WORK ITEM :: Will you quote only the lines starting at the one that contains "the dark jacket" and ending with the last line of the listing below, inclusive?

RECORD SET ::
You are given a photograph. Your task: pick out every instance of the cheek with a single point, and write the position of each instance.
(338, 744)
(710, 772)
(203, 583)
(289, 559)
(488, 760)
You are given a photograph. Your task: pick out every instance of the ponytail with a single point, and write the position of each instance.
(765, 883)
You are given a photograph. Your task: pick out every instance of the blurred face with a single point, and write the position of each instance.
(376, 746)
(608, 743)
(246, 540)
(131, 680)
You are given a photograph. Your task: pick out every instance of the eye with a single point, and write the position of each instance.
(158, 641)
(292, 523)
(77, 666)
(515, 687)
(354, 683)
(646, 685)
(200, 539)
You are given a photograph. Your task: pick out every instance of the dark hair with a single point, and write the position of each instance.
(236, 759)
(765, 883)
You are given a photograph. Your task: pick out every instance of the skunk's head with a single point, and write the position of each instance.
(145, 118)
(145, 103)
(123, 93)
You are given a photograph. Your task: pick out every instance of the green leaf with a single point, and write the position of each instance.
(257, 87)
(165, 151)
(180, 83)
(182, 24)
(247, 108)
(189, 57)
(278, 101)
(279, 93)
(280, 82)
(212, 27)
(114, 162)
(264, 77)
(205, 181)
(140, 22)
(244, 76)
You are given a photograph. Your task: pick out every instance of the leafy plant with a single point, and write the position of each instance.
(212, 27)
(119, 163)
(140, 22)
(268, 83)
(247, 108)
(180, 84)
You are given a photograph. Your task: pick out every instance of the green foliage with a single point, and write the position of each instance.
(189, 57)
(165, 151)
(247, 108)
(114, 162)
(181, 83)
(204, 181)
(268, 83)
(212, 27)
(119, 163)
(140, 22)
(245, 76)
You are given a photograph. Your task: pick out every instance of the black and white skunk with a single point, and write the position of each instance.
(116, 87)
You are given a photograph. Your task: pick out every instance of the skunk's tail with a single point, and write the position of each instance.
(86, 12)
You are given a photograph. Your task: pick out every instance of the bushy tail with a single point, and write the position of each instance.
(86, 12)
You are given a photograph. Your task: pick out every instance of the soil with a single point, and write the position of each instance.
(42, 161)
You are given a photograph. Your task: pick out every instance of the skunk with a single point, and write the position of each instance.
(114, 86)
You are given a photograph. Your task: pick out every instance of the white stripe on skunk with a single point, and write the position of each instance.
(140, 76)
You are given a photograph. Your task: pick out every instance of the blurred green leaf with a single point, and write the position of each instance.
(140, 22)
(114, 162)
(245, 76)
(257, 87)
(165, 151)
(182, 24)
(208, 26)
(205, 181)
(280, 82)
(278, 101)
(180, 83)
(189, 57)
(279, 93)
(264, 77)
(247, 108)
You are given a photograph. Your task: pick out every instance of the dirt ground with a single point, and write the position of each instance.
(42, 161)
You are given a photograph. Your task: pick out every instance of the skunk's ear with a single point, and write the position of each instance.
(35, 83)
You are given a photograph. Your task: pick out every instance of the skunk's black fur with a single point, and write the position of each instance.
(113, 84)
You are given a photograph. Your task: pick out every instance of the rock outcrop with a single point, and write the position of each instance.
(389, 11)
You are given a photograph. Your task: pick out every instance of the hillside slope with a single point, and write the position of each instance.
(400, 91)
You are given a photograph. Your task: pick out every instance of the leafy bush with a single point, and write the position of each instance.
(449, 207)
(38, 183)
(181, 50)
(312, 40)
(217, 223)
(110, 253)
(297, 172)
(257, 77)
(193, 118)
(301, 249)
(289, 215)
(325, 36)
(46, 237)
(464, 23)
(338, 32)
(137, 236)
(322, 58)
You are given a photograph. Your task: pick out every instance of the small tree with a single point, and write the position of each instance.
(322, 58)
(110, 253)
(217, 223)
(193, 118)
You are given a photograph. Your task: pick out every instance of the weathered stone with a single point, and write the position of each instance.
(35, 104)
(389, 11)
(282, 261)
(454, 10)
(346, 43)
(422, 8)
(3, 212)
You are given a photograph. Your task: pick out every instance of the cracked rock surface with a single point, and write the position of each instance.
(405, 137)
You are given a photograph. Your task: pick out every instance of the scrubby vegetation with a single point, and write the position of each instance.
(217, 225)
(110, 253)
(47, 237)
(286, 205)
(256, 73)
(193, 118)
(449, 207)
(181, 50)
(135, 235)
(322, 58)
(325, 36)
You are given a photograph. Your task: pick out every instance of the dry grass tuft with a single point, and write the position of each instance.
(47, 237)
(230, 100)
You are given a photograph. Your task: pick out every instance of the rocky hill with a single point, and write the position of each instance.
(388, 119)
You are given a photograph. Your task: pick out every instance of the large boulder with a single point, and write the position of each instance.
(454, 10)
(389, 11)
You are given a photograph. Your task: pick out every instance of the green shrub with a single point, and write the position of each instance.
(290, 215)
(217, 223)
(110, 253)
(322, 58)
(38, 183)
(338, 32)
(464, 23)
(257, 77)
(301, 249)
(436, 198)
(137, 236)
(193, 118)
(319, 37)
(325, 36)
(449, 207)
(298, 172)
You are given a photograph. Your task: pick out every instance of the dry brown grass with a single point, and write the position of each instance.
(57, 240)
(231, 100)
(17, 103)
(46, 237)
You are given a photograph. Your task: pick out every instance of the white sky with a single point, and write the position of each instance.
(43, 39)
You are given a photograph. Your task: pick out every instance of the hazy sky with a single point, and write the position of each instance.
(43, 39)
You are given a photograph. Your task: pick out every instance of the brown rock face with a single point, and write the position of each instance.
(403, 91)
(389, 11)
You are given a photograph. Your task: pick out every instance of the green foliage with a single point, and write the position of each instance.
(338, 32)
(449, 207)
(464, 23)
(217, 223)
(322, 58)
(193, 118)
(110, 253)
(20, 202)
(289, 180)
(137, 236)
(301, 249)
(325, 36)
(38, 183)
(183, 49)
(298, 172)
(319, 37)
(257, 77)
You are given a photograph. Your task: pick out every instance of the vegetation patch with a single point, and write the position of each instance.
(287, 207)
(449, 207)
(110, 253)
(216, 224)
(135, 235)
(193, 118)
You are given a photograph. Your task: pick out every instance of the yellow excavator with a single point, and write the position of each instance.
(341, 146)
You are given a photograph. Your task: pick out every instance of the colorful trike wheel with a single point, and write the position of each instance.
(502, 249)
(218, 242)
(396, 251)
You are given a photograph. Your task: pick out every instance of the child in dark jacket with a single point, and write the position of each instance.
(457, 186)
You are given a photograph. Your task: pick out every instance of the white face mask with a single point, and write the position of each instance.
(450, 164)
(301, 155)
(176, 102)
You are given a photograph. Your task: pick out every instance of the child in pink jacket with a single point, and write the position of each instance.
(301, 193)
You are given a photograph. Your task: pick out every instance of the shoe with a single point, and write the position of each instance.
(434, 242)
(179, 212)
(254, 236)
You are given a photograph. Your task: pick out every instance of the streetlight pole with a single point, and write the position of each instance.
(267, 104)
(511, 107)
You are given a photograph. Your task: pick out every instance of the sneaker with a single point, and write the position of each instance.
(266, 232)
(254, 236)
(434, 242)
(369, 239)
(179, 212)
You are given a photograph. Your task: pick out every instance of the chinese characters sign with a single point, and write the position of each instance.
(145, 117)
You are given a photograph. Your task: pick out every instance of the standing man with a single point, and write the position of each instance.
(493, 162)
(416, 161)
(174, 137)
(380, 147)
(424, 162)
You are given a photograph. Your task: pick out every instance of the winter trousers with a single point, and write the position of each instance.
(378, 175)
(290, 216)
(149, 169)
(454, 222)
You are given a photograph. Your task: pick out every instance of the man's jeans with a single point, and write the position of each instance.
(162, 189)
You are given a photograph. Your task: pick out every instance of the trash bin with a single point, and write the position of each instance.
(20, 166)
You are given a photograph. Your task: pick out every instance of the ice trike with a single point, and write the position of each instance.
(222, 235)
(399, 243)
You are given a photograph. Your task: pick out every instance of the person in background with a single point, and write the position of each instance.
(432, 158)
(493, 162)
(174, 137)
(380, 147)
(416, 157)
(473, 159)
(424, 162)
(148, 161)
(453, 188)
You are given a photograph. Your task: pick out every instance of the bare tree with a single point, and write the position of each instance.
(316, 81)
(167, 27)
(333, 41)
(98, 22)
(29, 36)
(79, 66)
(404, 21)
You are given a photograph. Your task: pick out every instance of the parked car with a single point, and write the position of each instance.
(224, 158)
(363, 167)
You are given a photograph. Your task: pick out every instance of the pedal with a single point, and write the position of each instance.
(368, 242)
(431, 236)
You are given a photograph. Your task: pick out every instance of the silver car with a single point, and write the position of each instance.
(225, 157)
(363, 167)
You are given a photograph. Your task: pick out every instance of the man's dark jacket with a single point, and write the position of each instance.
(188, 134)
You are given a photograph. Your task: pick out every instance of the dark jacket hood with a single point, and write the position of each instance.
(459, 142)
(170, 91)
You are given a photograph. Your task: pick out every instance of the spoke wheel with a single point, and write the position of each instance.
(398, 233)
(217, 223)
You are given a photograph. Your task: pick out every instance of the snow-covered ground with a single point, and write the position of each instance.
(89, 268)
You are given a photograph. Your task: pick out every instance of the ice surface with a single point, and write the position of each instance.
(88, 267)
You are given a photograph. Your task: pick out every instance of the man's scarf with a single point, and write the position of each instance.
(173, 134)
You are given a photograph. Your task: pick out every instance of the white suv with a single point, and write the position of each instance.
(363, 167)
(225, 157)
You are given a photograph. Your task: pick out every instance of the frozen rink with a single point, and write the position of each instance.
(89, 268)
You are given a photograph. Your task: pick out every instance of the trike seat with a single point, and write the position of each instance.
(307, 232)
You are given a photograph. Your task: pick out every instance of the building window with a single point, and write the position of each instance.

TASK SOLUTION ::
You are given a photograph. Your task: pick out every instance of the dark jacket hood with a single point, and write the position of each instance.
(459, 142)
(170, 91)
You are given a photograph. Your task: pick out every instance of the spoke wheel with a single point, and write the position of each instance.
(398, 233)
(217, 223)
You are given a photograph. Your task: pick out every instance of the snow-covered ground with a single point, and write the position of each instance.
(89, 268)
You are given a photograph. Your task: pick out every instance of the ice surface with a single point, and write the position of each instance.
(88, 267)
You are given a photograph. Your task: pick out every instance of the man's scarf with a single point, and write the position of each instance.
(173, 134)
You are given a photograph. Your task: pick out every instance of the white suv with a single point, and write the position of each instance.
(363, 167)
(225, 157)
You are given a photograph. Your task: pick out every instance of the frozen rink with a single point, and write the position of each instance.
(89, 268)
You are given a photograph. Your task: pick out every instance of the trike seat with a single point, and write the position of each instance.
(307, 232)
You are given a photograph. Your task: pick out every instance of the building window with a single point, and write the position of each instance.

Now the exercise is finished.